_REQUIRED WORK_.
(1) Answer these questions from the testimony passage.
(a) How many children does the first speaker have?
(b) How much does the first speaker usually pay the police to be let go?
(c) How long ago did the first speaker lose communication with aunts and uncles?
(2) Write out the testimony passage between "I had aunts" and "here wouldn’t know.", inclusive.

_DOCUMENT PASSAGE_.
-=-=-=-=-
I have six children. My boys are all fishermen, like me. I work from eight in the morning till late at night, I only come home to sleep. We sell two-to-four kilograms of fish to a merchant at the Harbour, and keep one kilogram for personal consumption. I make 1,500-2,000 rupees a week.

I had my first CNIC made when I was 20. I had another one made during Benazir Bhutto’s government in the 1990s. Despite having a CNIC, I still get harassed by the police. They say things like: “You’re a foreigner. Burmese, Bengali.” They let me go after I pay them, usually 50 to 100 rupees.

Since I live in Pakistan, I consider myself to be Pakistani. I was so young when I left Burma, I know very little about that country or its affairs.

I had aunts and uncles living there, but we lost communication some 20 years ago. There was violence at that time, too. None of us had phones, so we used to rely on letters.

Then, one day, the letters stopped.


MUHAMMAD ISHAQ, 70

You want to know about Burma? I’ll tell you. I’m an educated man, I know the history. Others here wouldn’t know.

I’m not affiliated with any political party, I only belong to the party of God.
-=-=-=-=-
_DATA_.
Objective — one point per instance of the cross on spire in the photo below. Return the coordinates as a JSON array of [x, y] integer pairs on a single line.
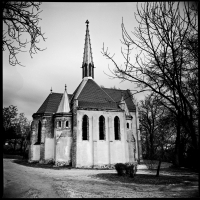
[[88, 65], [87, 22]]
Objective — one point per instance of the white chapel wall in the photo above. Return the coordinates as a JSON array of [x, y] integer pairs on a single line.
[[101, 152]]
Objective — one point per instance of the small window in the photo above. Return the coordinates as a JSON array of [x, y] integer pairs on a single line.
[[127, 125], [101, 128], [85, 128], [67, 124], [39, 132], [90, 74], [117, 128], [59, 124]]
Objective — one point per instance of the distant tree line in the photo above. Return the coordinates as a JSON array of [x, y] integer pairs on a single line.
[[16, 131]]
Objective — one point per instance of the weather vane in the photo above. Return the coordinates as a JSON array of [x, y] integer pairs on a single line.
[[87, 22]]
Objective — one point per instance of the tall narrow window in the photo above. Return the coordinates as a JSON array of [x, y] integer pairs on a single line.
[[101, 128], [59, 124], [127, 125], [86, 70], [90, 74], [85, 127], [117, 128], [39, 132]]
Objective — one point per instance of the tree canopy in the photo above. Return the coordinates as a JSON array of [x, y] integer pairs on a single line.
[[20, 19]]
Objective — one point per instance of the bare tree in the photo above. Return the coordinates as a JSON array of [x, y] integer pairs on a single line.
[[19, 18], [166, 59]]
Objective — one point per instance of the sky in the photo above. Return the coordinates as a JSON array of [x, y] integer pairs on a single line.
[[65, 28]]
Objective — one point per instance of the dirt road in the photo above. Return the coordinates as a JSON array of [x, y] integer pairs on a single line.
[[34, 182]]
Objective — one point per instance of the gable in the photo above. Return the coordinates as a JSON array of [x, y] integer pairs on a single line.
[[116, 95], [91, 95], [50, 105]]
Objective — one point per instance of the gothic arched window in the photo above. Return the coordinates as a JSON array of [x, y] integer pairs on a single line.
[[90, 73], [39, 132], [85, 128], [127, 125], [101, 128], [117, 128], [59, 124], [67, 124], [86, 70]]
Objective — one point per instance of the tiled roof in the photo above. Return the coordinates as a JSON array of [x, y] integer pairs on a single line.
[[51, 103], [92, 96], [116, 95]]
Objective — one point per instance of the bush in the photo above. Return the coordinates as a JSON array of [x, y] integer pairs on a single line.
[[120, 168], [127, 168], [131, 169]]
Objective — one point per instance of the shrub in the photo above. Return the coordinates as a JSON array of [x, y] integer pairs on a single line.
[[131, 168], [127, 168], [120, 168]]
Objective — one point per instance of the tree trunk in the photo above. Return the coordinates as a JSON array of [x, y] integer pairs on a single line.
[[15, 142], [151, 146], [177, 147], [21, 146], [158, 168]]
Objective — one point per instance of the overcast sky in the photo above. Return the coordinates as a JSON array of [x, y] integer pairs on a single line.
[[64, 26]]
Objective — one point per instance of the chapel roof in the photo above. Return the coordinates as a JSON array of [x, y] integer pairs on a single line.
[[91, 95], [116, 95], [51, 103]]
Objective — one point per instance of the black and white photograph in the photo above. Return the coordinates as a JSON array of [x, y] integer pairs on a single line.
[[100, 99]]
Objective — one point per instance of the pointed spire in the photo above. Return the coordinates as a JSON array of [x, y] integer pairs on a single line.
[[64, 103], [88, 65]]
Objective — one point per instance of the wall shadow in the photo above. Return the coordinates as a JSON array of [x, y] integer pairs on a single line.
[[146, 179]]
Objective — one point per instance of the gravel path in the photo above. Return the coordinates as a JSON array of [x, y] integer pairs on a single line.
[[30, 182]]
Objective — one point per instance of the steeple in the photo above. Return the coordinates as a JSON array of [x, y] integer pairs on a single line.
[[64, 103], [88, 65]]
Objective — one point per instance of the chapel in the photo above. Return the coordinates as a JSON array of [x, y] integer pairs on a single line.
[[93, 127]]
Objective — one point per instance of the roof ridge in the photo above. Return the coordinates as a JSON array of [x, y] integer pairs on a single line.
-=-=-=-=-
_PER-TASK ANSWERS_.
(1)
(a) Six.
(b) 50 to 100 rupees.
(c) Some 20 years ago.

(2)
I had aunts and uncles living there, but we lost communication some 20 years ago. There was violence at that time, too. None of us had phones, so we used to rely on letters.

Then, one day, the letters stopped.


MUHAMMAD ISHAQ, 70

You want to know about Burma? I’ll tell you. I’m an educated man, I know the history. Others here wouldn’t know.